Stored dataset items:
┄┄┄┄┄┄┄┄┄┄┄┄┄┄┄┄┄┄┄┄

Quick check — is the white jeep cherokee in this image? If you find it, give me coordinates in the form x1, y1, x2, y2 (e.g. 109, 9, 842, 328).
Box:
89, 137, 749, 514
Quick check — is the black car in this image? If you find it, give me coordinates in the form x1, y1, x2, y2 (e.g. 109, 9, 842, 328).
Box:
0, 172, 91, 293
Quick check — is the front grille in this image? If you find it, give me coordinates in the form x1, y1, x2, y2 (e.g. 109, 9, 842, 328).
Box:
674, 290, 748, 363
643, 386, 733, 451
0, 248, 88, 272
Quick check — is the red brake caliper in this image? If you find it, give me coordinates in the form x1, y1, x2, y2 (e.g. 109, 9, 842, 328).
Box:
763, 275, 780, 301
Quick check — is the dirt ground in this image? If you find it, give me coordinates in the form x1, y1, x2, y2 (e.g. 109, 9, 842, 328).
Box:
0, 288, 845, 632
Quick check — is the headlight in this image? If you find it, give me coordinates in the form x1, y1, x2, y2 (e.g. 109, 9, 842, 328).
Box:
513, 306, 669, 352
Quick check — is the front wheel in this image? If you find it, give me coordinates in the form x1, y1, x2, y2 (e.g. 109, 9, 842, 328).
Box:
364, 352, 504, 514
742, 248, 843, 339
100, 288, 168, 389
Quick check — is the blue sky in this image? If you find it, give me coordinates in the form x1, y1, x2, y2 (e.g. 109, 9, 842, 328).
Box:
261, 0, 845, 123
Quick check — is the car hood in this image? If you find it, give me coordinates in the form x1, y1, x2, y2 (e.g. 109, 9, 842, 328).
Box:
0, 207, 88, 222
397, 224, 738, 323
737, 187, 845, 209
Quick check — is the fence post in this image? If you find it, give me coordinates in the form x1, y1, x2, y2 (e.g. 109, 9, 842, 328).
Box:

┄┄┄┄┄┄┄┄┄┄┄┄┄┄┄┄┄┄┄┄

EXERCISE INSTRUCTIONS
Write out every line of the material above verbatim, from start to finish.

THE RESPONSE
Quick check — is the white jeep cherokee in this image? If you find it, give me coordinates in the form x1, y1, x2, y2 (e.g. 109, 9, 842, 328).
Box:
89, 137, 749, 514
Quick check — is the black car in this image? If you find it, give me coordinates in the form x1, y1, x2, y2 (e.g. 109, 9, 842, 328).
Box:
0, 172, 91, 293
Quick check — is the front grille in this image? If you find it, give me coordinates in the form x1, y1, x2, y2 (e.g. 109, 9, 842, 328).
Box:
674, 290, 748, 363
643, 386, 733, 451
0, 248, 88, 272
Quick check — is the red brake caliper in this image? If you find it, give me coordinates in the form x1, y1, x2, y2 (e.g. 109, 9, 842, 328).
Box:
763, 275, 780, 301
Quick check — is the dirt ground in this image? If you find it, give me coordinates in the form x1, y1, x2, y2 (e.g. 109, 9, 842, 328).
Box:
0, 288, 845, 632
Quick check — is the headlight in this image? If you find it, give me coordinates in the form x1, y1, x2, y2 (e.g. 109, 9, 842, 328).
Box:
513, 306, 669, 352
Quick check — is the front wheel in this image? If you find it, give me coordinates in the form x1, y1, x2, y2 (e.g. 109, 9, 842, 328).
Box:
364, 352, 504, 514
742, 248, 843, 339
100, 288, 168, 389
Quick check — is the blue sky in this image? If you find it, give me coordinates in the form x1, y1, x2, y2 (e.g. 109, 9, 842, 328).
Box:
261, 0, 845, 123
Quick check — is the car hood in this image? If you find it, give me coordinates in the form x1, y1, x2, y2 (e.g. 109, 9, 842, 328).
Box:
0, 207, 88, 222
397, 224, 738, 323
737, 187, 845, 209
Quick check — is the fence post in this image? If you find it, give me coordinates in the form x1, y1, x2, y2 (e.g. 109, 9, 842, 328).
Box:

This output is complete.